**EXCERPT PROVIDED**
*****

TimescaleDB Advantages:

Automatic chunk-wise indexing
Time-based partitioning (monthly for weather, weekly for greenhouse)
Optimized for time-range queries
Continuous aggregates for pre-computed rollups

Image Metadata Indexes

-- Primary lookup
CREATE INDEX idx_image_bucket_key ON image_metadata(bucket_name, image_key);

-- Category filtering
CREATE INDEX idx_image_category ON image_metadata(category);
CREATE INDEX idx_image_subcategory ON image_metadata(subcategory);
CREATE INDEX idx_image_crop_type ON image_metadata(crop_type);

-- Time-based queries
CREATE INDEX idx_image_upload_date ON image_metadata(upload_date DESC);

-- Status filtering
CREATE INDEX idx_image_processing_status ON image_metadata(processing_status);

-- Array and JSON (GIN indexes)

*****

**COLLECTED MATERIAL**
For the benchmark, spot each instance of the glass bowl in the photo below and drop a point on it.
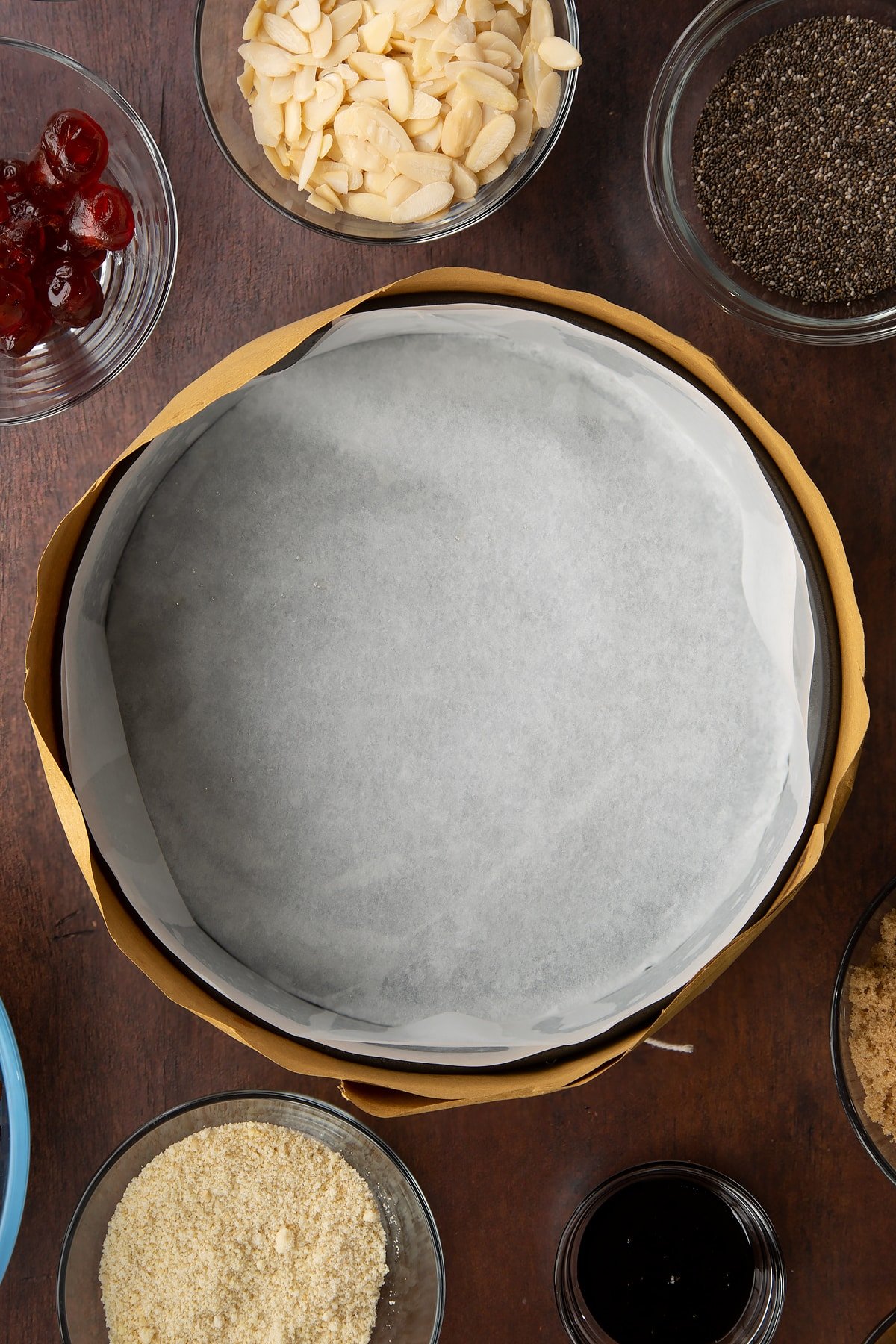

*****

**WRITTEN INSTRUCTION**
Reproduce the part of the TimescaleDB excerpt starting with "-- Category filtering" and going on through "JSON (GIN indexes)". The material is separate from the TimescaleDB excerpt.

**ANSWER FOR THIS EXERCISE**
-- Category filtering
CREATE INDEX idx_image_category ON image_metadata(category);
CREATE INDEX idx_image_subcategory ON image_metadata(subcategory);
CREATE INDEX idx_image_crop_type ON image_metadata(crop_type);

-- Time-based queries
CREATE INDEX idx_image_upload_date ON image_metadata(upload_date DESC);

-- Status filtering
CREATE INDEX idx_image_processing_status ON image_metadata(processing_status);

-- Array and JSON (GIN indexes)